Il presunto confessore di Aldo Moro ostaggio delle Brigate rosse ha testimoniato davanti alla commissione d'inchiesta parlamentare. Dicendo nulla ha detto tutto.

Aldo Moro, in quei 55 giorni di prigionia “proletaria” della primavera 1978 e precisamente nei suoi ultimi giorni di vita fra il 6 e il 9 maggio, si è confessato? L’ha sostenuto, trent’ anni dopo, Francesco Cossiga, ai tempi del sequestro Moro ministro dell’Interno. L’ex-ministro ed ex-presidente della Repubblica, nel 2008 ha pure indicato il confessore: Don Antonello Mennini, nunzio vaticano (corrisponde ad ambasciatore), all’epoca viceparroco alla chiesa Santa Lucia al Clodio, parrocchia romana di Moro.

Il confessore presunto però smentisce. “Magari!”, fu la sua risposta alla precisa domanda rivoltagli lunedì in Commissione bicamerale d’inchiesta sul sequestro e la morte di Aldo Moro. “Magari” glielo avrebbero chiesto, o permesso, i brigatisti rossi carcerieri e poi assassini dell’ostaggio Moro. “Ci sarei accorso subito”, ammette il prete sotto inchiesta, anche se non ne avrebbe vista la necessità: “Di che cosa si sarebbe dovuto confessare, poveretto, che stava già sotto martirio?

------------------------------------------------------------

▸ Esercizio scritto: Trascrivi fedelmente il passo del brano sul presunto confessore di Aldo Moro che va da "Il confessore presunto" fino a "già sotto martirio?", quest'ultimo compreso.

Voci memorizzate

------------------------------------------------------------

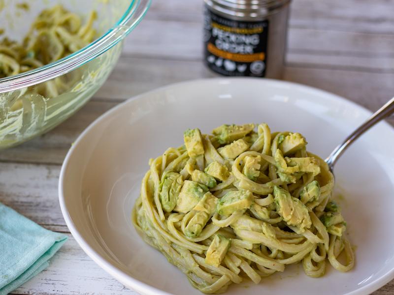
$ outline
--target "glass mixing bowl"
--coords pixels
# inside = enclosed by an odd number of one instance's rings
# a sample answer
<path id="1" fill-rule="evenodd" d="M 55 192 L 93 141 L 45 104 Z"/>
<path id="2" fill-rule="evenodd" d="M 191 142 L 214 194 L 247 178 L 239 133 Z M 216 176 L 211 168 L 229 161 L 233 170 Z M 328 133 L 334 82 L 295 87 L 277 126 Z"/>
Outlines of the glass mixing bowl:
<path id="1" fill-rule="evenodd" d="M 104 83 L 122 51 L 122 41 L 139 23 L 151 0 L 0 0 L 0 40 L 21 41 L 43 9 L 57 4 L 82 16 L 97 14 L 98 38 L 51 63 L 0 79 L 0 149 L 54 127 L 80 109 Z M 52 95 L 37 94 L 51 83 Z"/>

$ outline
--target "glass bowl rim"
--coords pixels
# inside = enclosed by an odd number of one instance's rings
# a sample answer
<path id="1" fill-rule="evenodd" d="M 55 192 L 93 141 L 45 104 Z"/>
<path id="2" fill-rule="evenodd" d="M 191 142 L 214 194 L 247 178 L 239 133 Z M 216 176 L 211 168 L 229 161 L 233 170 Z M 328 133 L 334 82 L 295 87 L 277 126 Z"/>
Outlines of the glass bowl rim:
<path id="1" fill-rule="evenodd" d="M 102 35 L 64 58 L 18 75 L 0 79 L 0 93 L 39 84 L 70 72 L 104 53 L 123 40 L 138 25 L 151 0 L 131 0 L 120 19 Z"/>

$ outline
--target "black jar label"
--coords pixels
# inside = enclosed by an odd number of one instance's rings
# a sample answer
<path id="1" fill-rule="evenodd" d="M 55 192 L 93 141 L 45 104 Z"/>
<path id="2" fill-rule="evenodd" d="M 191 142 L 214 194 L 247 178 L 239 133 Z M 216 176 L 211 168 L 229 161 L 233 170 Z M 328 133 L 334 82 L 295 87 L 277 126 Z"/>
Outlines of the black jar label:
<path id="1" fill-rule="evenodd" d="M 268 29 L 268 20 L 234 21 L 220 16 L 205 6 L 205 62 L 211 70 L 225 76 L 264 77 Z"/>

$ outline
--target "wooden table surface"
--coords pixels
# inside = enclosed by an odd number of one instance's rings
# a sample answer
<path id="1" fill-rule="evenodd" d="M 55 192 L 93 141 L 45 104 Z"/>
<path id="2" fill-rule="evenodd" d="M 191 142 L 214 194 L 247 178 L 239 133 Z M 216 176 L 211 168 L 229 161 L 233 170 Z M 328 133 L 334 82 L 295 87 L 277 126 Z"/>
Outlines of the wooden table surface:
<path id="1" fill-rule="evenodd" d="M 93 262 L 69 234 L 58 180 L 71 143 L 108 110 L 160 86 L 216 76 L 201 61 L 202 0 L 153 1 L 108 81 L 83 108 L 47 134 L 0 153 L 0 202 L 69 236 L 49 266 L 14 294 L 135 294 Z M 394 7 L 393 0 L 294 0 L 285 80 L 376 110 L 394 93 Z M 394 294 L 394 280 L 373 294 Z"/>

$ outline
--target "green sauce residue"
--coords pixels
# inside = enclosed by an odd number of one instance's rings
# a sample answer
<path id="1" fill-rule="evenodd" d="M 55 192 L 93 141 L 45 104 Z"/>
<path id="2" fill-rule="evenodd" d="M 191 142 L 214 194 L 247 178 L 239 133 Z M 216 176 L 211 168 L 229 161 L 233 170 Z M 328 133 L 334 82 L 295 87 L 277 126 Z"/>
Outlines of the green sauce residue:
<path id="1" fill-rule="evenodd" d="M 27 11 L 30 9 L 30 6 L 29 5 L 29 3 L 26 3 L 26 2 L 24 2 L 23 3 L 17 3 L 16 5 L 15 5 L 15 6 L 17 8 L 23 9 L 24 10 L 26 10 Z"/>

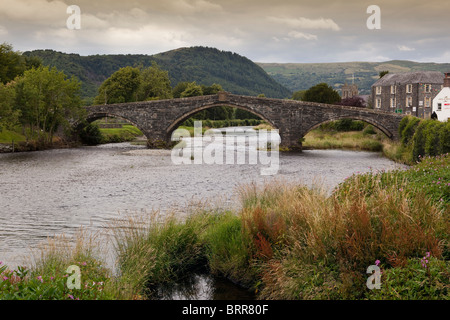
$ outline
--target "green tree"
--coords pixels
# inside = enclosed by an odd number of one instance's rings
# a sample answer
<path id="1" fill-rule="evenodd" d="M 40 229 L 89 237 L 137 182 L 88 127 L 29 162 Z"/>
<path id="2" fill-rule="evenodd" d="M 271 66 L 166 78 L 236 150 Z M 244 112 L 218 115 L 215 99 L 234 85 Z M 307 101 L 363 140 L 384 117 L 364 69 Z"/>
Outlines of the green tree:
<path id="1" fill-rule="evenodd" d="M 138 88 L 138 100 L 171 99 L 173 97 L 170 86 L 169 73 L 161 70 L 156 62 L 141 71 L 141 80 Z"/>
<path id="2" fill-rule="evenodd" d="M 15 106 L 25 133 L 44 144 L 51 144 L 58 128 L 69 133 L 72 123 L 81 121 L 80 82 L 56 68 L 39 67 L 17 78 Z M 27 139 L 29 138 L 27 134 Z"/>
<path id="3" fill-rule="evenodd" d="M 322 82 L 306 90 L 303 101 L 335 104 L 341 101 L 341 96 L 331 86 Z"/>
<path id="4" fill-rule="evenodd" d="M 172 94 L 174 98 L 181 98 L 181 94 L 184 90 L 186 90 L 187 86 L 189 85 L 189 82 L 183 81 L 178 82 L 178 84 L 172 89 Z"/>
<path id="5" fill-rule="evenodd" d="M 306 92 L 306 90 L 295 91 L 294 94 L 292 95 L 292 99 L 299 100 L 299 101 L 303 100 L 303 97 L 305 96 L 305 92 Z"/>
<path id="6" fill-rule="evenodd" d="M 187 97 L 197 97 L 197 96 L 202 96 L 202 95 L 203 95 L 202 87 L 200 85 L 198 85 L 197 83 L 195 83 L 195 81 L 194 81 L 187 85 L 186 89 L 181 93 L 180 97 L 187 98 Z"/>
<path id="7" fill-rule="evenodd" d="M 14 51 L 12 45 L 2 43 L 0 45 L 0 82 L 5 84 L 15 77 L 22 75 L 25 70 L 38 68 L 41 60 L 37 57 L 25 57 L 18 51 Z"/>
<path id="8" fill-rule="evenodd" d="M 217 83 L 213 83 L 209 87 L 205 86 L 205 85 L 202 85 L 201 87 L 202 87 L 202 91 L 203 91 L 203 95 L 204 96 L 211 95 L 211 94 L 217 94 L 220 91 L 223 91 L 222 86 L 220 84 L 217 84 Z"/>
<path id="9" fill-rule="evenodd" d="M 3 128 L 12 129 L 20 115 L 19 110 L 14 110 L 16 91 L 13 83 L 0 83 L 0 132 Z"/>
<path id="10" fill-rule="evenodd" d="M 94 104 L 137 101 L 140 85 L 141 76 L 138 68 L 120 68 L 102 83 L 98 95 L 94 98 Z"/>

------------------------------------------------------------

▸ Risposta all'esercizio:
Il confessore presunto però smentisce. “Magari!”, fu la sua risposta alla precisa domanda rivoltagli lunedì in Commissione bicamerale d’inchiesta sul sequestro e la morte di Aldo Moro. “Magari” glielo avrebbero chiesto, o permesso, i brigatisti rossi carcerieri e poi assassini dell’ostaggio Moro. “Ci sarei accorso subito”, ammette il prete sotto inchiesta, anche se non ne avrebbe vista la necessità: “Di che cosa si sarebbe dovuto confessare, poveretto, che stava già sotto martirio?